## [Required task]
Collect every line from the rows below that contains the word "phrase".

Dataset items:
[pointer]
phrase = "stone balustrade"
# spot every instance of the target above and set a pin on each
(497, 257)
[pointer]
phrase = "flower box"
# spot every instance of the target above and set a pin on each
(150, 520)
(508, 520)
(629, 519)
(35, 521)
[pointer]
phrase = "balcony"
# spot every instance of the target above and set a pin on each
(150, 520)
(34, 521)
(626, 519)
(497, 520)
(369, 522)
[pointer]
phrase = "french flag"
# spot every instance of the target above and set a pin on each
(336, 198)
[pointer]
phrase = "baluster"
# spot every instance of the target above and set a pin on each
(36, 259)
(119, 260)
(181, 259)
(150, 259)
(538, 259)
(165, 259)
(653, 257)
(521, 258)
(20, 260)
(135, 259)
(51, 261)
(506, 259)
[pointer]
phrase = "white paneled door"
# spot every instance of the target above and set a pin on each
* * *
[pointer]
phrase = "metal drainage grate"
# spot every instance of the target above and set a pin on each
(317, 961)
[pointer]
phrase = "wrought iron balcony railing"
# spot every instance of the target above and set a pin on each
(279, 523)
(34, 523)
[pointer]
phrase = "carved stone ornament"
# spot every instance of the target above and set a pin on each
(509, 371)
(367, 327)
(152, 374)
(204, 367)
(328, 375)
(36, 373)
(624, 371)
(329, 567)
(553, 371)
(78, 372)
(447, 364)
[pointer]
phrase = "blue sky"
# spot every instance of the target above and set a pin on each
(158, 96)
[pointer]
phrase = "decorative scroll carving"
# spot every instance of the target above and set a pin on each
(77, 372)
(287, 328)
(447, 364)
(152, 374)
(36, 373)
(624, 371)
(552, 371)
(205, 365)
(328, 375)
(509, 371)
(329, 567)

## [Task result]
phrase = "stone balustrade"
phrase = "flower box"
phrase = "balcony"
phrase = "french flag"
phrase = "baluster"
phrase = "white paneled door"
phrase = "metal drainage grate"
phrase = "wrought iron balcony railing"
phrase = "carved stone ornament"
phrase = "blue sky"
phrase = "decorative scroll carving"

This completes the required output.